SOURCE TEXT:

Wednesday 20 December 2023

Spectacular Indian Mutiny Xmas special!

Mark surpassed himself with his latest spectacular Christmas special. These are big multi-player BBB games with a twist: unlike standard scenarios where time limits are clear and everyone knows what their side's common objectives are, in these Christmas games each player has different secret objectives depending on his own individual motivations - greed, glory, self-preservation, rivalry, ambition, etc.

The setting was the climactic assault of the siege of Delhi in 1857 during the Indian Mutiny. (Retaking the whole city actually took a week but this was compressed into 8 game turns.) Mark handcrafted some 15 feet of bastioned walls to represent Delhi's fortifications. Dave W and Phil joined me on the imperial side, outnumbered by five Indian defenders: Crispin, Luke, Ben, Dave T and Nick O.

It fell to me to take the role of Brigadier Nicholson, evidently a fellow of considerable pluck and determination, judging by my objectives. These included storming both the two breaches by the Water Bastion and the Kashmir Bastion (pic above).

Mutineer's-eye view of my force, which for game purposes included both Nicholson's 1st Column and Jones's 2nd Column: four 3-base regiments of European troops plus two larger regiments of loyal sepoys. (Figures from Mark's collection, made by Irregular Miniatures.)

I advanced boldly upon the leftmost breach. I won't be able to tell you much about what was going on along the other 13 feet of fortifications.

Indian artillery on the bastions induced a little more caution towards the righthand breach while we poured fire on the defenders to soften them up for a turn first. Note the small barrels behind my troops. These represent petards for blasting our way into bastions and the like.

GIVEN EXERCISE 1:
In the blog post about the Delhi siege game, what do the small barrels behind the writer's troops represent?

MATERIAL SUPPLIED:
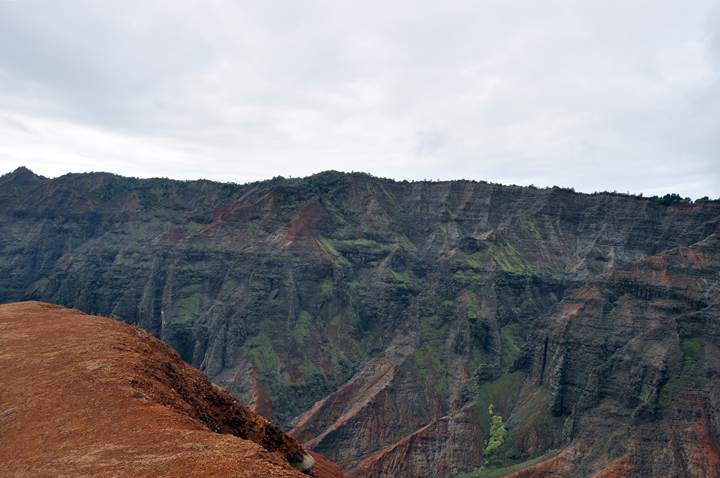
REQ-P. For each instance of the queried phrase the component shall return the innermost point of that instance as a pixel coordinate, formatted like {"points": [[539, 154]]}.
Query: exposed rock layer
{"points": [[381, 318]]}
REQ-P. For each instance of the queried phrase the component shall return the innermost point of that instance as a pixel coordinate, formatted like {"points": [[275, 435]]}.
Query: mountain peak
{"points": [[23, 174]]}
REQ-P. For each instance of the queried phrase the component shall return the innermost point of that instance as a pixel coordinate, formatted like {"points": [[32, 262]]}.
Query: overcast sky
{"points": [[596, 95]]}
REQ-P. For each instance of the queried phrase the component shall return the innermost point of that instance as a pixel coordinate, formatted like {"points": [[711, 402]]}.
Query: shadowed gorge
{"points": [[380, 319], [89, 396]]}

GIVEN EXERCISE 2:
Select every line in the entries that contains the string "Query", treating case as significant.

REPLY 1:
They represent petards, which the troops would use to blast their way into bastions and similar defenses.

REPLY 2:
Query: exposed rock layer
Query: mountain peak
Query: overcast sky
Query: shadowed gorge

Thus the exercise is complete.